_PROBLEM TO SOLVE:_ Extract the complete data exactly as given.

_DATA FOR THE TASK:_
_ _ _
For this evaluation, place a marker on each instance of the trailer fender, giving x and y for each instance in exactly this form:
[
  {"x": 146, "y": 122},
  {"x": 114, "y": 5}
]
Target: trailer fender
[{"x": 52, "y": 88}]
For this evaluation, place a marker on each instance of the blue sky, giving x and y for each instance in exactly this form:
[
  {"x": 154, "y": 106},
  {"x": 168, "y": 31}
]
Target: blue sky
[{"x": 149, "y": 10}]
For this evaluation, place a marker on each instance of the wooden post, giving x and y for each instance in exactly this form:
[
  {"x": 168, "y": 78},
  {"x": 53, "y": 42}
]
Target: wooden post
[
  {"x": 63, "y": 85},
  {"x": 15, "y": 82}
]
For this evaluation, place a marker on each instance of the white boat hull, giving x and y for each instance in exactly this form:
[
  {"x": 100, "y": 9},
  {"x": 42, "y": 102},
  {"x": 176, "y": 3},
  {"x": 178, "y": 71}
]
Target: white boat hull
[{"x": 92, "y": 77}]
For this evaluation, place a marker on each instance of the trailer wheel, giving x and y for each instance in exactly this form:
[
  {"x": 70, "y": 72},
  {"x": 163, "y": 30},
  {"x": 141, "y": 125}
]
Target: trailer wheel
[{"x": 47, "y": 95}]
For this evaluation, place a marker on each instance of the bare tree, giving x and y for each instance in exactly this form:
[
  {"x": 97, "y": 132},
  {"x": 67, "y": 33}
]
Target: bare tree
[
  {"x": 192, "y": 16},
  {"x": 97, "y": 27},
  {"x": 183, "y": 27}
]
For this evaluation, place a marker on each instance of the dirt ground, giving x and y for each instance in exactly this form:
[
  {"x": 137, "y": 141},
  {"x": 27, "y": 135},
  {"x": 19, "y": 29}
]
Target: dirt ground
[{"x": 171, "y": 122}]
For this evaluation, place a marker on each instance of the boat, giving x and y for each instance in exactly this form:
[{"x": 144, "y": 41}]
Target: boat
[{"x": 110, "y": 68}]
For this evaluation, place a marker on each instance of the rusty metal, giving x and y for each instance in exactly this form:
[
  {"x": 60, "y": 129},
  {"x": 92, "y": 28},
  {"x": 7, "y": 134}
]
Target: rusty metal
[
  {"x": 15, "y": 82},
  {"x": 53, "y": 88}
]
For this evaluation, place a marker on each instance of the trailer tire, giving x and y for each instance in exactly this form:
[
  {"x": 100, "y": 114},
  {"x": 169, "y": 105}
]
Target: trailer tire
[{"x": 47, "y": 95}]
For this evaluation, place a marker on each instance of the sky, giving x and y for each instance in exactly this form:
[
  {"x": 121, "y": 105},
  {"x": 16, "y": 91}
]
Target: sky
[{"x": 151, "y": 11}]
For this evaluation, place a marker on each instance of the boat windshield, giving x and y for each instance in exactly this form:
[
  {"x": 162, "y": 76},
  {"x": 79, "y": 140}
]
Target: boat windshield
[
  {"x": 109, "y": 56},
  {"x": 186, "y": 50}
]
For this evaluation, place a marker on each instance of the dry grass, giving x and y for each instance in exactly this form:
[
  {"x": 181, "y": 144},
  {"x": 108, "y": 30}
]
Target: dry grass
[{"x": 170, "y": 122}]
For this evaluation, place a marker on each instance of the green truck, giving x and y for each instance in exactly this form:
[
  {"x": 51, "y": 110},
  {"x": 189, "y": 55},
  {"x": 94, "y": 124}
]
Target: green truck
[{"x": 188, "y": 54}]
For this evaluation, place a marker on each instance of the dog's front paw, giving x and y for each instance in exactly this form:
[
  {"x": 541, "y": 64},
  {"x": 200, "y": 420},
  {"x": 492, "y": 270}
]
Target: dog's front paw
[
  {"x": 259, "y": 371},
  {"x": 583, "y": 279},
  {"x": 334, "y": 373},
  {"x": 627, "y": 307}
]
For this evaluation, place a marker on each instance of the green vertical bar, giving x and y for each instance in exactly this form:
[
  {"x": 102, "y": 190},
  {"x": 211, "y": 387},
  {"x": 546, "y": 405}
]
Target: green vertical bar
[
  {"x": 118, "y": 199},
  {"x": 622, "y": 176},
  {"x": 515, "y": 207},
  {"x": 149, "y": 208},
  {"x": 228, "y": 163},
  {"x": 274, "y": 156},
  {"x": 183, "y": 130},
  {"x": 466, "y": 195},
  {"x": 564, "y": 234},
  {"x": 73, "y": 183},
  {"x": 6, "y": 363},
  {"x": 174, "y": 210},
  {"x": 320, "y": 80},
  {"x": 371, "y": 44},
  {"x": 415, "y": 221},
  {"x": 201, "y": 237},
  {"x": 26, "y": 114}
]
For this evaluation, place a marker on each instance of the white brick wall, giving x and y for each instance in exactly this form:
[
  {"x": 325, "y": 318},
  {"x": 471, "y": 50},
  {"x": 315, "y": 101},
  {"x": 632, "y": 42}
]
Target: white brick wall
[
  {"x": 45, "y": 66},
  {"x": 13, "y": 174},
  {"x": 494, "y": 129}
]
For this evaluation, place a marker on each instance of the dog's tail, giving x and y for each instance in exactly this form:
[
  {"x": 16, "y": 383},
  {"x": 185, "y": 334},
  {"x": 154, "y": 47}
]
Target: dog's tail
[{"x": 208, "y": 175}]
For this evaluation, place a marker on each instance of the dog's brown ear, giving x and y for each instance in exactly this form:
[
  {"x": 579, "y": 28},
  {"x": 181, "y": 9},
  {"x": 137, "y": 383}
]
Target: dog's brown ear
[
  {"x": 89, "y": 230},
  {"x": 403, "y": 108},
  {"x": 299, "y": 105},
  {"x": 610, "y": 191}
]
_ _ _
_FINAL RESULT:_
For this evaluation, place a marker on each instance of the trailer fender, giving x and y for each instance in exactly this form:
[
  {"x": 146, "y": 122},
  {"x": 114, "y": 5}
]
Target: trailer fender
[{"x": 52, "y": 88}]
For this evaluation, place a marker on each instance of the blue sky, giving x and y for each instance in exactly this form:
[
  {"x": 154, "y": 106},
  {"x": 168, "y": 31}
]
Target: blue sky
[{"x": 149, "y": 10}]
For this evaluation, place a marker on each instance of the wooden post, giving x and y for each instance in exactly this form:
[
  {"x": 168, "y": 78},
  {"x": 53, "y": 42}
]
Target: wooden post
[
  {"x": 63, "y": 85},
  {"x": 15, "y": 82}
]
For this evaluation, place a marker on each instance of the white boat hull, giving x and y for each instance in exactly this form:
[
  {"x": 100, "y": 9},
  {"x": 42, "y": 102},
  {"x": 176, "y": 3},
  {"x": 178, "y": 71}
]
Target: white boat hull
[{"x": 92, "y": 77}]
For this evaluation, place a marker on each instance of the trailer wheel, giving x and y for each instance in exactly this form:
[
  {"x": 70, "y": 72},
  {"x": 163, "y": 30},
  {"x": 141, "y": 125}
]
Target: trailer wheel
[{"x": 47, "y": 95}]
For this evaluation, place a marker on each instance of the bare tree, giving x and y for each instance in exactly this form:
[
  {"x": 97, "y": 132},
  {"x": 67, "y": 33}
]
Target: bare tree
[
  {"x": 192, "y": 16},
  {"x": 97, "y": 27},
  {"x": 183, "y": 27}
]
For this evaluation, place a marker on each instance of the dirt ground, giving x and y for each instance in exactly this form:
[
  {"x": 137, "y": 141},
  {"x": 27, "y": 135},
  {"x": 19, "y": 29}
]
Target: dirt ground
[{"x": 171, "y": 122}]
For this evaluation, place a marker on each instance of the boat, giving x and y for each instance in exactly this form:
[{"x": 144, "y": 41}]
Target: boat
[{"x": 110, "y": 68}]
For this evaluation, place a marker on each instance of the rusty metal, giving x and y for each instance in exactly this form:
[
  {"x": 60, "y": 129},
  {"x": 92, "y": 28},
  {"x": 7, "y": 134}
]
Target: rusty metal
[
  {"x": 15, "y": 82},
  {"x": 53, "y": 88}
]
For this evaluation, place a marker on each instance of the trailer tire, giving x and y for each instance in exactly this form:
[
  {"x": 100, "y": 114},
  {"x": 169, "y": 105}
]
Target: trailer tire
[{"x": 47, "y": 95}]
For this evaluation, place a marker on each instance of the sky, giving x and y for each instance in exactly this form:
[
  {"x": 121, "y": 105},
  {"x": 16, "y": 91}
]
Target: sky
[{"x": 151, "y": 11}]
For this evaluation, place a marker on each instance of the boat windshield, giving x and y for each instance in exactly this form:
[
  {"x": 162, "y": 76},
  {"x": 79, "y": 140}
]
Target: boat windshield
[
  {"x": 109, "y": 56},
  {"x": 186, "y": 50}
]
For this evaluation, place a marker on each instance of the dry grass, giving x and y for each instance in exactly this form:
[
  {"x": 181, "y": 144},
  {"x": 108, "y": 30}
]
Target: dry grass
[{"x": 170, "y": 122}]
For this evaluation, place a marker on each instance of the green truck, giving x and y for each instance in exactly this form:
[
  {"x": 51, "y": 110},
  {"x": 189, "y": 55},
  {"x": 94, "y": 124}
]
Target: green truck
[{"x": 188, "y": 54}]
For this evaluation, place a marker on each instance of the dog's front paw, giving x and y for each instance in exactly this form:
[
  {"x": 541, "y": 64},
  {"x": 200, "y": 420},
  {"x": 492, "y": 270}
]
Target: dog's front paw
[
  {"x": 259, "y": 371},
  {"x": 583, "y": 279},
  {"x": 334, "y": 373},
  {"x": 627, "y": 307}
]
For this evaluation, place a marker on each instance of the green vertical bar, giving x and y for each instance in exactly this form:
[
  {"x": 102, "y": 190},
  {"x": 211, "y": 387},
  {"x": 546, "y": 405}
]
Target: green vertical bar
[
  {"x": 118, "y": 199},
  {"x": 622, "y": 176},
  {"x": 515, "y": 207},
  {"x": 149, "y": 208},
  {"x": 228, "y": 163},
  {"x": 274, "y": 156},
  {"x": 183, "y": 130},
  {"x": 466, "y": 195},
  {"x": 564, "y": 234},
  {"x": 73, "y": 183},
  {"x": 6, "y": 363},
  {"x": 174, "y": 210},
  {"x": 320, "y": 80},
  {"x": 371, "y": 44},
  {"x": 415, "y": 221},
  {"x": 201, "y": 237},
  {"x": 26, "y": 114}
]
For this evaluation, place a marker on each instance of the white brick wall, giving x and y for each instance in exactly this form:
[
  {"x": 325, "y": 318},
  {"x": 471, "y": 50},
  {"x": 315, "y": 101},
  {"x": 632, "y": 42}
]
Target: white brick wall
[
  {"x": 45, "y": 66},
  {"x": 13, "y": 174},
  {"x": 494, "y": 129}
]
For this evaluation, place a marker on each instance of the dog's tail, giving x and y for each instance in exactly this form:
[
  {"x": 16, "y": 383},
  {"x": 185, "y": 334},
  {"x": 154, "y": 47}
]
Target: dog's tail
[{"x": 208, "y": 175}]
For this evaluation, place a marker on each instance of the dog's brown ear, giving x and y for each instance in exactly this form:
[
  {"x": 579, "y": 28},
  {"x": 181, "y": 9},
  {"x": 137, "y": 383}
]
Target: dog's brown ear
[
  {"x": 89, "y": 230},
  {"x": 403, "y": 108},
  {"x": 299, "y": 105},
  {"x": 610, "y": 191}
]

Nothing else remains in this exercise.